Reproduce verbatim the data between the line containing "the airplane fuselage." and the line containing "[[212, 168]]", both inclusive.
# # # #
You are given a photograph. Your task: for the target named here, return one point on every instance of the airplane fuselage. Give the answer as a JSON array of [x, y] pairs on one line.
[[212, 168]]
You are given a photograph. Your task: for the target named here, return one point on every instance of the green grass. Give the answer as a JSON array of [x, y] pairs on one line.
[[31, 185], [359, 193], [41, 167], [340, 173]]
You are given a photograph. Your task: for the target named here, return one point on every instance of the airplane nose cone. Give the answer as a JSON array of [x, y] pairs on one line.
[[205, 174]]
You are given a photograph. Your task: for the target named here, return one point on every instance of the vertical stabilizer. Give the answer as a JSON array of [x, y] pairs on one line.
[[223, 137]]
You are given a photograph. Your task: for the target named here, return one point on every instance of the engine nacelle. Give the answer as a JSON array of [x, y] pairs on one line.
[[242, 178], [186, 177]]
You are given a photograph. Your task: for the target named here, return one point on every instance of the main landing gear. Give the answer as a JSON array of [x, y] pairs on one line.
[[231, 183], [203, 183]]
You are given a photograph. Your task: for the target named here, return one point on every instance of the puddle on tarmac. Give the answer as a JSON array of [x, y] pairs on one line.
# # # #
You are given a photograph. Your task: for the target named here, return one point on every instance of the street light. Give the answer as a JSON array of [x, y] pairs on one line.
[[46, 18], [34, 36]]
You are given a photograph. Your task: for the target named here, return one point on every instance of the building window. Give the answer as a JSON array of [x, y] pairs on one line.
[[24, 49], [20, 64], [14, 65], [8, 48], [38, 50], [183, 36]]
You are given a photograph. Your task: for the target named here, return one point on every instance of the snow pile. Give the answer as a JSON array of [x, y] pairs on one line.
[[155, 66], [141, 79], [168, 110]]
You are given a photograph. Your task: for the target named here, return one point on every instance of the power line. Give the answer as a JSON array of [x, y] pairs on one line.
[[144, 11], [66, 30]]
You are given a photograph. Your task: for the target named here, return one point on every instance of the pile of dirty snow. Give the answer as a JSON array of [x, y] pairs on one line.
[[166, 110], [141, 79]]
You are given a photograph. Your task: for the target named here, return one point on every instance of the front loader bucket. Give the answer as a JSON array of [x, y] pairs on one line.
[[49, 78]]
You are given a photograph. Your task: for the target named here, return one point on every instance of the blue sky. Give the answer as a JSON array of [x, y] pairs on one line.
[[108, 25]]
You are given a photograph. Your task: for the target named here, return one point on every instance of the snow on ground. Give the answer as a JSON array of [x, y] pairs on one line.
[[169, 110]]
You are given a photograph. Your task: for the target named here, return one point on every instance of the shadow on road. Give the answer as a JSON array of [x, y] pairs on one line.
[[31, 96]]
# # # #
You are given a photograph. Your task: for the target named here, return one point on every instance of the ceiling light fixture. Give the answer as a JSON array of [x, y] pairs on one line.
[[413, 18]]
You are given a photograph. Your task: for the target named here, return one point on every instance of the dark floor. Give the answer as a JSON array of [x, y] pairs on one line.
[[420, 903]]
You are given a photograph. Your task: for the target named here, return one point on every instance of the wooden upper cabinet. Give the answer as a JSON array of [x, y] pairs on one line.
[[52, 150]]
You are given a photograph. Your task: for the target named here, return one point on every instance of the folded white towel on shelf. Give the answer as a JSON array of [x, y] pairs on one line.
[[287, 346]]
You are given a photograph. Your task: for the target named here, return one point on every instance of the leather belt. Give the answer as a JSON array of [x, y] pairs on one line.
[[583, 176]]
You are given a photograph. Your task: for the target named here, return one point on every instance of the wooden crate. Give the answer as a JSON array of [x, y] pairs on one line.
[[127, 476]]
# # # #
| Expected answer |
You are given a photograph. Your task: for the target named here, return one point on every instance of the airplane fuselage. Give the answer as a JSON array of [x, y] pairs on one line.
[[212, 168]]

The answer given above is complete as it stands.